▸ WORK INSTRUCTIONS
Write out everything from "The UK is projected" down to "a new overhang?" in the passage on self-shading buildings below, word for word.

▸ PASSAGE PROVIDED
Continuing our climate adaptation series, with UK temperatures set to rise, Yahya Lavaf-Pour looks at how creating slopes in a building’s form can reduce the risk of overheating

Self-shading forms: sculpting overhangs.
Self-shading forms: sculpting overhangs. Credit: Yahya Lavaf-Pour

Overheating in buildings is becoming an increasing concern. The established focus on maintaining heat needs now to be balanced with strategies for heat rejection to ensure thermal comfort. One strategy that is rarely used is sloping, self-shading buildings. I set out to study this and its wider impacts. But first a bit of background.

The UK is projected to encounter temperatures in the mid-century comparable to those currently experienced in southern Europe. The architecture of that region has historically incorporated additional shading strategies to prevent overheating, such as shutters, overhangs and urban morphology as prominent features. The UK has also benefited from these historic lessons to adapt to the changing climate. Another option, which is spatial and inherently passive is using building form as shade. I set out to investigate how shading can become an integrated part of a building’s form. Can a slope be a new overhang?

▸ RECORD LIST
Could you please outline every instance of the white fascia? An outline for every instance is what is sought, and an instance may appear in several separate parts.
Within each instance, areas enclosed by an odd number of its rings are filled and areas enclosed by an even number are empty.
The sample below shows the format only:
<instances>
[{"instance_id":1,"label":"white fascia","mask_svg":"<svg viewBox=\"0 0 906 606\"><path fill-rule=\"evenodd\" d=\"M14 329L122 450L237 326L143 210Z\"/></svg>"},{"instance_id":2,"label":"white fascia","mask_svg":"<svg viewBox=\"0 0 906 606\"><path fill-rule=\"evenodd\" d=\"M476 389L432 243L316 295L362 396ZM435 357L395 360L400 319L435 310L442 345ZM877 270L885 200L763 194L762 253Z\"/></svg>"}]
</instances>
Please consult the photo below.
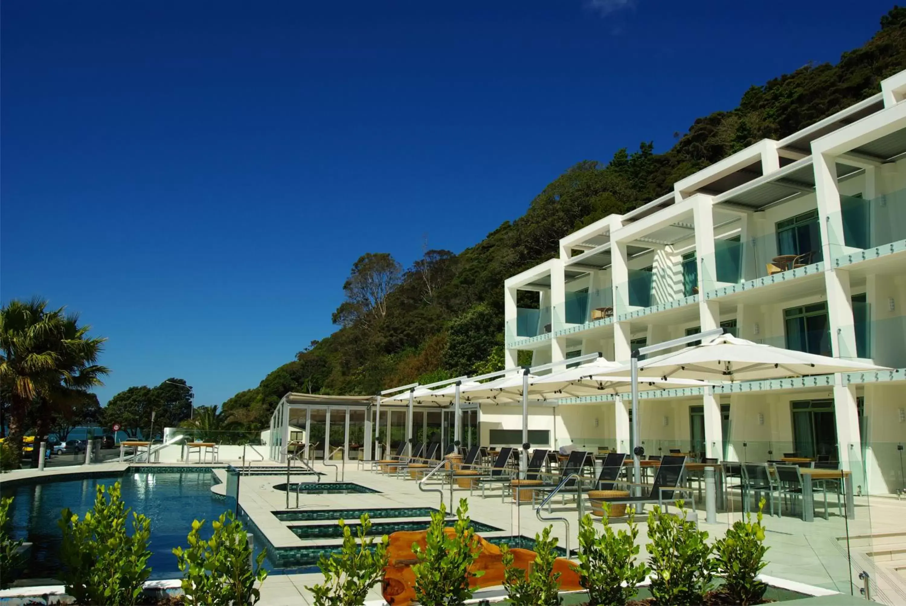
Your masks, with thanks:
<instances>
[{"instance_id":1,"label":"white fascia","mask_svg":"<svg viewBox=\"0 0 906 606\"><path fill-rule=\"evenodd\" d=\"M570 252L573 247L595 236L604 236L612 233L614 229L619 228L622 225L622 215L608 215L590 226L586 226L578 231L574 231L560 238L560 258L564 261L569 259Z\"/></svg>"},{"instance_id":2,"label":"white fascia","mask_svg":"<svg viewBox=\"0 0 906 606\"><path fill-rule=\"evenodd\" d=\"M884 100L884 109L906 99L906 70L881 81L881 96Z\"/></svg>"},{"instance_id":3,"label":"white fascia","mask_svg":"<svg viewBox=\"0 0 906 606\"><path fill-rule=\"evenodd\" d=\"M662 208L653 215L643 216L634 223L631 223L624 227L621 227L616 231L611 232L611 241L626 244L632 242L633 240L637 240L638 238L644 236L646 234L666 227L669 225L675 223L680 217L691 213L695 208L695 205L698 203L698 199L701 196L701 194L696 194L691 197L686 198L682 202L674 204L672 207ZM710 198L710 196L706 197ZM646 244L645 245L647 246L650 245Z\"/></svg>"},{"instance_id":4,"label":"white fascia","mask_svg":"<svg viewBox=\"0 0 906 606\"><path fill-rule=\"evenodd\" d=\"M535 265L535 267L529 267L525 272L521 274L516 274L516 275L511 275L504 281L504 288L516 288L519 290L529 290L537 291L537 287L532 286L530 288L524 288L525 284L529 284L535 280L540 277L549 274L557 266L562 266L563 262L560 259L551 259L549 261L545 261L541 265Z\"/></svg>"},{"instance_id":5,"label":"white fascia","mask_svg":"<svg viewBox=\"0 0 906 606\"><path fill-rule=\"evenodd\" d=\"M841 156L906 128L906 103L897 103L812 141L812 155Z\"/></svg>"},{"instance_id":6,"label":"white fascia","mask_svg":"<svg viewBox=\"0 0 906 606\"><path fill-rule=\"evenodd\" d=\"M686 178L677 181L673 184L677 202L689 197L696 189L730 175L757 160L761 162L763 174L767 175L774 172L780 168L777 145L777 141L763 139L719 162L715 162L707 168L702 168L694 175L689 175Z\"/></svg>"},{"instance_id":7,"label":"white fascia","mask_svg":"<svg viewBox=\"0 0 906 606\"><path fill-rule=\"evenodd\" d=\"M906 72L901 72L901 73L906 73ZM893 76L893 77L895 78L896 76ZM825 129L825 128L827 128L828 126L830 126L832 124L839 122L840 120L843 120L844 118L846 118L849 115L852 115L853 113L857 113L859 111L862 111L863 110L864 110L865 108L867 108L867 107L869 107L871 105L874 105L879 101L881 101L881 93L880 92L878 94L876 94L876 95L872 95L868 99L863 100L863 101L859 101L858 103L855 103L854 105L850 105L845 110L841 110L840 111L837 111L835 114L834 114L832 116L828 116L827 118L825 118L824 120L820 120L817 122L815 122L814 124L809 124L805 129L803 129L801 130L796 130L795 132L794 132L789 137L784 137L779 141L777 141L777 147L778 148L786 147L786 146L789 145L790 143L792 143L793 141L795 141L795 140L796 140L798 139L802 139L803 137L805 137L805 135L807 135L807 134L809 134L811 132L816 132L818 130L821 130L822 129ZM781 151L780 153L785 158L790 158L791 157L791 156L789 156L790 152L788 150L784 150L784 151Z\"/></svg>"}]
</instances>

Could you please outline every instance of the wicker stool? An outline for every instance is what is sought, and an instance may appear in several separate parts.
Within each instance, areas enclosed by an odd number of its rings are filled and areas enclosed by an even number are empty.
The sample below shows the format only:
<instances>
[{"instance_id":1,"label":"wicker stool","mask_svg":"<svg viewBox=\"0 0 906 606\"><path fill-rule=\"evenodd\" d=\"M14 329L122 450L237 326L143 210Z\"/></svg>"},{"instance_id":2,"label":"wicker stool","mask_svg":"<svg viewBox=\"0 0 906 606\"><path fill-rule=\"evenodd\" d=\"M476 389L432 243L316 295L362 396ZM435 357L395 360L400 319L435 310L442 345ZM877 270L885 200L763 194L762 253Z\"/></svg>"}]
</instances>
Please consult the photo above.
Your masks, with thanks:
<instances>
[{"instance_id":1,"label":"wicker stool","mask_svg":"<svg viewBox=\"0 0 906 606\"><path fill-rule=\"evenodd\" d=\"M462 455L447 455L444 458L447 459L446 469L458 469L462 467Z\"/></svg>"},{"instance_id":2,"label":"wicker stool","mask_svg":"<svg viewBox=\"0 0 906 606\"><path fill-rule=\"evenodd\" d=\"M592 500L592 514L593 515L604 515L603 502L599 499L614 498L618 496L629 496L628 490L591 490L588 498ZM615 503L611 505L610 517L622 517L626 515L626 504Z\"/></svg>"},{"instance_id":3,"label":"wicker stool","mask_svg":"<svg viewBox=\"0 0 906 606\"><path fill-rule=\"evenodd\" d=\"M529 503L535 498L535 491L530 487L521 486L540 486L544 482L541 480L512 480L510 486L513 486L513 500L516 503L527 501Z\"/></svg>"},{"instance_id":4,"label":"wicker stool","mask_svg":"<svg viewBox=\"0 0 906 606\"><path fill-rule=\"evenodd\" d=\"M460 488L477 488L478 486L479 473L468 469L460 469L453 476L456 477L456 485Z\"/></svg>"}]
</instances>

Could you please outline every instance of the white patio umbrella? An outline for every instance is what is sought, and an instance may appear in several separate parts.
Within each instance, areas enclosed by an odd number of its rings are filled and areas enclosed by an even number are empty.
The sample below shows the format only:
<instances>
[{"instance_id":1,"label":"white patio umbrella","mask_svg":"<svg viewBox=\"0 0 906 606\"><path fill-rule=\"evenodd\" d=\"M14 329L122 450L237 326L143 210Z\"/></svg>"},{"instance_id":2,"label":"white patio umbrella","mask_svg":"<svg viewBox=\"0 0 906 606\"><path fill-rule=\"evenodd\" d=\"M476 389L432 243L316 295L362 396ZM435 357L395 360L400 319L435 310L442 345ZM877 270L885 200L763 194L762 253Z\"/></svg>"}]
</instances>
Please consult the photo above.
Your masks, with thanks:
<instances>
[{"instance_id":1,"label":"white patio umbrella","mask_svg":"<svg viewBox=\"0 0 906 606\"><path fill-rule=\"evenodd\" d=\"M678 351L664 353L650 360L639 361L633 356L629 365L604 370L602 376L621 376L627 370L631 376L660 377L661 379L699 379L733 380L757 380L781 379L808 374L831 374L834 372L858 372L860 370L887 370L881 366L840 358L829 358L814 353L785 350L772 345L756 343L738 339L731 334L713 334L708 331L699 335L688 335L665 343L641 348L639 352L649 353L659 349L682 345L697 338L701 342L685 347ZM632 434L635 443L640 443L638 383L632 382ZM638 448L638 447L636 447ZM639 476L640 456L633 453L636 477Z\"/></svg>"},{"instance_id":2,"label":"white patio umbrella","mask_svg":"<svg viewBox=\"0 0 906 606\"><path fill-rule=\"evenodd\" d=\"M640 377L724 381L889 370L854 360L756 343L731 334L722 334L707 342L643 360L638 364ZM622 373L627 370L628 366L617 369ZM613 370L602 374L613 374Z\"/></svg>"}]
</instances>

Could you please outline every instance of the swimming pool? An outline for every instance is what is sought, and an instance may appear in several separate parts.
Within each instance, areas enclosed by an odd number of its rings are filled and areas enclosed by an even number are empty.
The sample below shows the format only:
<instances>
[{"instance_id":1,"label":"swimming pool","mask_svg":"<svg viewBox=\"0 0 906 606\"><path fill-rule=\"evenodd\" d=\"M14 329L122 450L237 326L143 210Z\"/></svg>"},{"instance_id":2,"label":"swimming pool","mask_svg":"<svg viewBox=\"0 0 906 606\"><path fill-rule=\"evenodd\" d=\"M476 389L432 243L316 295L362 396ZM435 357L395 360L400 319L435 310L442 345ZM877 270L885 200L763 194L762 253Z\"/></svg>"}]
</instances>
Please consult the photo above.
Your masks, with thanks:
<instances>
[{"instance_id":1,"label":"swimming pool","mask_svg":"<svg viewBox=\"0 0 906 606\"><path fill-rule=\"evenodd\" d=\"M294 493L296 489L305 495L371 495L381 492L352 482L301 482L289 485L291 493ZM286 490L286 483L275 485L274 490Z\"/></svg>"},{"instance_id":2,"label":"swimming pool","mask_svg":"<svg viewBox=\"0 0 906 606\"><path fill-rule=\"evenodd\" d=\"M381 536L381 534L390 534L400 531L428 530L430 520L405 520L400 522L375 522L371 524L368 532L368 536ZM358 523L347 524L352 532L352 536L357 536L359 527ZM493 533L500 528L472 520L472 528L477 533ZM337 538L342 536L342 528L339 524L312 524L304 526L290 526L290 530L300 539L323 539Z\"/></svg>"},{"instance_id":3,"label":"swimming pool","mask_svg":"<svg viewBox=\"0 0 906 606\"><path fill-rule=\"evenodd\" d=\"M382 517L428 517L438 512L434 507L387 507L385 509L308 509L302 511L275 511L274 515L281 522L306 522L308 520L358 520L368 514L372 520Z\"/></svg>"},{"instance_id":4,"label":"swimming pool","mask_svg":"<svg viewBox=\"0 0 906 606\"><path fill-rule=\"evenodd\" d=\"M47 477L39 482L0 486L3 496L15 497L11 509L13 536L34 543L26 575L54 577L60 569L62 534L57 520L61 510L69 507L82 517L94 506L97 486L112 486L119 480L126 506L151 520L151 557L148 563L150 578L181 577L172 549L188 544L186 536L193 520L207 520L205 528L210 531L211 521L231 506L223 496L216 497L211 493L217 480L209 468L169 473L166 468L152 473L139 469L83 479L48 481L52 478ZM131 529L131 521L127 524Z\"/></svg>"}]
</instances>

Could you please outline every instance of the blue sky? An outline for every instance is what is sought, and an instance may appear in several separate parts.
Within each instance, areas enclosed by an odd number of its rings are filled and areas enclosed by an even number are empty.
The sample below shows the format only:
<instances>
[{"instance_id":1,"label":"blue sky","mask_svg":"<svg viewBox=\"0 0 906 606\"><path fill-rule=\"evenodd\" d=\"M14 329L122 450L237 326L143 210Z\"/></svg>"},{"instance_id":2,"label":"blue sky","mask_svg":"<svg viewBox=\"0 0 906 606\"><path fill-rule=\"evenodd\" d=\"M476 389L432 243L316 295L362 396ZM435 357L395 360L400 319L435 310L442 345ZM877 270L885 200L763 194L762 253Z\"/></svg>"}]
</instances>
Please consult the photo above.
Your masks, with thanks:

▸ RESPONSE TO THIS EXERCISE
The UK is projected to encounter temperatures in the mid-century comparable to those currently experienced in southern Europe. The architecture of that region has historically incorporated additional shading strategies to prevent overheating, such as shutters, overhangs and urban morphology as prominent features. The UK has also benefited from these historic lessons to adapt to the changing climate. Another option, which is spatial and inherently passive is using building form as shade. I set out to investigate how shading can become an integrated part of a building’s form. Can a slope be a new overhang?